* _Extrait du texte_:
==*==

La Cour de cassation a confirmé un arrêt de la Cour d’appel d’Amiens qui avait dénié aux ayants droit d’un ami d’Ambroise Vollard tout droit sur des œuvres que le célèbre marchand lui avait remises à la veille de la dernière guerre. En tranchant cette affaire par une interprétation restrictive de la \"possession\", elle a peut-être voulu par avance interdire que celle-ci ne soit opposée à des revendications tardives d’ayants droit de personnes disparues pendant la guerre.
PARIS - La 1ère chambre civile de la Cour de cassation avait à trancher une affaire complexe, assez semblable aux actions en revendication d’œuvres d’art disparues pendant la guerre et réapparues sur le marché ou dans des collections. Une différence importante existait toutefois : il n’y avait pas, à l’origine, de spoliation. Le contentieux s’est déclenché en 1977. Une banque de Nantes avait loué en 1939 un coffre à un ressortissant yougoslave. Après la guerre, le déposant ayant disparu, le coffre était ouvert en 1946, et son contenu – des tableaux – mis en caisse. Trente ans plus tard, au terme de la prescription, la banque faisait faire l’inventaire par un commissaire-priseur, puis demandait la nomination d’un séquestre pour faire vendre les œuvres aux enchères publiques.

==*==

* _Exercices à faire_:
1. Dans le texte sur l'affaire Vollard, à qui la banque de Nantes avait-elle loué un coffre en 1939 ?
2. Résumez en deux phrases le texte sur l'affaire Vollard.
3. Poursuivez le texte sur l'affaire Vollard après sa dernière phrase.

==*==

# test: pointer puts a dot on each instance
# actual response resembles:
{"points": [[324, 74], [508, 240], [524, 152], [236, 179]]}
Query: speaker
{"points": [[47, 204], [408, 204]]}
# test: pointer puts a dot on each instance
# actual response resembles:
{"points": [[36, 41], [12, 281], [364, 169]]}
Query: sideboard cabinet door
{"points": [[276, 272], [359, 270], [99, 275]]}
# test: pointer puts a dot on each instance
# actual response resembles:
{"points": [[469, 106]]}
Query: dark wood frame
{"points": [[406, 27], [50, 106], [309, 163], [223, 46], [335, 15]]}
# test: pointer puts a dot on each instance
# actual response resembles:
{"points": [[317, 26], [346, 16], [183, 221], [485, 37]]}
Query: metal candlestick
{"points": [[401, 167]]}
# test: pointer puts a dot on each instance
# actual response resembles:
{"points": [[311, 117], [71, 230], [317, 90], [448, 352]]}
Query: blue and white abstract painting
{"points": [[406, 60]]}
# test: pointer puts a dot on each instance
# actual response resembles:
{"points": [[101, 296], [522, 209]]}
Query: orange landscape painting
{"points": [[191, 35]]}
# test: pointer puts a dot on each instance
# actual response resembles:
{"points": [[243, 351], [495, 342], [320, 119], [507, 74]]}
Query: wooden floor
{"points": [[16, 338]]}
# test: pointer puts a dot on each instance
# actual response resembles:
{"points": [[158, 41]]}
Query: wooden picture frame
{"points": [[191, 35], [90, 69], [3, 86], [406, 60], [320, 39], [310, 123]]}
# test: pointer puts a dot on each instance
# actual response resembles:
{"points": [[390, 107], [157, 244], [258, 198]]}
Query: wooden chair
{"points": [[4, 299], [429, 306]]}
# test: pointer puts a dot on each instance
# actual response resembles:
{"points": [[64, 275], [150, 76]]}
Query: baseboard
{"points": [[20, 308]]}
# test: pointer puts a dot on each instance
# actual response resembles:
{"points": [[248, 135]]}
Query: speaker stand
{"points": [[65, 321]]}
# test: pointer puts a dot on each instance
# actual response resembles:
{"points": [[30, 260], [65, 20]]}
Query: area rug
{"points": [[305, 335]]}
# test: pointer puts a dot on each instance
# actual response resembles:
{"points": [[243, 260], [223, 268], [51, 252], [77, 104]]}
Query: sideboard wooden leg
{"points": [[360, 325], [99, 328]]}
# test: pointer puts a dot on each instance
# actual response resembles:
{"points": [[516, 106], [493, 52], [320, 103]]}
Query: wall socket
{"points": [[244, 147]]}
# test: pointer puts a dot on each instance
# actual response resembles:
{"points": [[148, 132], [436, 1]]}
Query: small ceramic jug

==*==

* _Réponses par exercice_:
1. À un ressortissant yougoslave.

2. La Cour de cassation a confirmé un arrêt de la Cour d'appel d'Amiens qui refusait aux ayants droit d'un ami d'Ambroise Vollard tout droit sur des œuvres que le marchand lui avait remises à la veille de la dernière guerre. L'affaire part d'un coffre loué en 1939 par une banque de Nantes à un ressortissant yougoslave, ouvert en 1946 après sa disparition, dont la banque a fait inventorier les tableaux trente ans plus tard avant de demander un séquestre pour les faire vendre aux enchères.

3.
L’identité du déposant étant connue, ses relations avec Ambroise Vollard aussi, la publicité de la vente entraînait une double revendication : des ayants droit d’Ambroise Vollard, mais aussi de ceux du déposant. Les seules certitudes étaient que ce dernier était, en 1939, en possession d’une collection importante provenant de la galerie Ambroise Vollard et que, avant et après le décès du galeriste en juillet 1939, aucune plainte n’avait été déposée à ce sujet. La possession apparaissait donc régulière et, conformément à l’article 2279 du Code civil (“en fait de meubles possession vaut titre...”), la revendication des biens par les ayants droit du déposant semblait recevable. C’était dans ce sens qu’un premier arrêt d’appel était intervenu. Mais il avait été annulé par la Cour de cassation, les juges d’appel n’ayant pas examiné si les circonstances démontraient que le déposant s’était comporté sans équivoque, comme le propriétaire, condition de l’application de l’article 2279.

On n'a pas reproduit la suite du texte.